• _What the task requires_:
Identify each line in the rows below that contains the string "wall" and copy those lines out. Case counts when matching.

[Data entries]
"""
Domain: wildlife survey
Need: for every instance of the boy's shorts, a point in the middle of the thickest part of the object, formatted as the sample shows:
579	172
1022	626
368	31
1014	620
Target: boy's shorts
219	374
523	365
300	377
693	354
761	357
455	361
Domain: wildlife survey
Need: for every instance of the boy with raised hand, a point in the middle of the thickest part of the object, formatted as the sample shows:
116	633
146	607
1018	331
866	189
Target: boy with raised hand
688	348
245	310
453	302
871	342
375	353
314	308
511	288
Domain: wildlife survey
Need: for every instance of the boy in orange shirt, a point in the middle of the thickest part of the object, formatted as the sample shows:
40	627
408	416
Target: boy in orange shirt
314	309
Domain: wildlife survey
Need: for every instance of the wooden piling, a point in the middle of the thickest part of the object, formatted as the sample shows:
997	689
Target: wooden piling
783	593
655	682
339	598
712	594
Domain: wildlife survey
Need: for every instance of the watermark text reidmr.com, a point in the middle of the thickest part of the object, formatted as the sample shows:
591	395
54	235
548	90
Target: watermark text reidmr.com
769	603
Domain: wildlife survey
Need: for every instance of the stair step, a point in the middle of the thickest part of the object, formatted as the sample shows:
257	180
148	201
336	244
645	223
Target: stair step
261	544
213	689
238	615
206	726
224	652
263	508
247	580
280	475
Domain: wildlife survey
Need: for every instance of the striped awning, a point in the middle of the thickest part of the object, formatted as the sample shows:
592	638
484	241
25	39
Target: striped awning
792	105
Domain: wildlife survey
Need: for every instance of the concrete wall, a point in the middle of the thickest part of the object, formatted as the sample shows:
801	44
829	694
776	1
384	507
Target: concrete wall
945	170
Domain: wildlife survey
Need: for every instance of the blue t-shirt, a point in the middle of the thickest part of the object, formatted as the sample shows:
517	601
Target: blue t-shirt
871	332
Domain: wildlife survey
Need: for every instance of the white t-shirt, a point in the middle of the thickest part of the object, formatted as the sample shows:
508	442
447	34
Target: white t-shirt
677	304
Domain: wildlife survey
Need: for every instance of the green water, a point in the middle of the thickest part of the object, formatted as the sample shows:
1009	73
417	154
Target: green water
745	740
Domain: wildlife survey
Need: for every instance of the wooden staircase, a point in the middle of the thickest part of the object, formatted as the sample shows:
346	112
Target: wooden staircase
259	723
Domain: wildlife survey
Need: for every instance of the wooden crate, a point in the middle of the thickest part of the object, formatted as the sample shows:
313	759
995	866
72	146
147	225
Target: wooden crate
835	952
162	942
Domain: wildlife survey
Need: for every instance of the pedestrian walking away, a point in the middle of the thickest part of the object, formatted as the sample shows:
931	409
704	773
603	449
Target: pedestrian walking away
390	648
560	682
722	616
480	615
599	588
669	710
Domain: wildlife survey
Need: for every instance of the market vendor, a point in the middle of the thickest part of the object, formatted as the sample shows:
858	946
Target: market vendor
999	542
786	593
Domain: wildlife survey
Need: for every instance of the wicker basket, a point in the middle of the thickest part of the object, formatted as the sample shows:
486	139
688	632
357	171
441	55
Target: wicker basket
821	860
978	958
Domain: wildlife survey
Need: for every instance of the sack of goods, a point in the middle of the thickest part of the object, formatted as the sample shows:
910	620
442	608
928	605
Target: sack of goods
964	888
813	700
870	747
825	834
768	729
"""
• _Correct output_:
Need: for every instance of the concrete wall, a point in the middle of the thickest part of the object, formatted as the sample shows:
Target: concrete wall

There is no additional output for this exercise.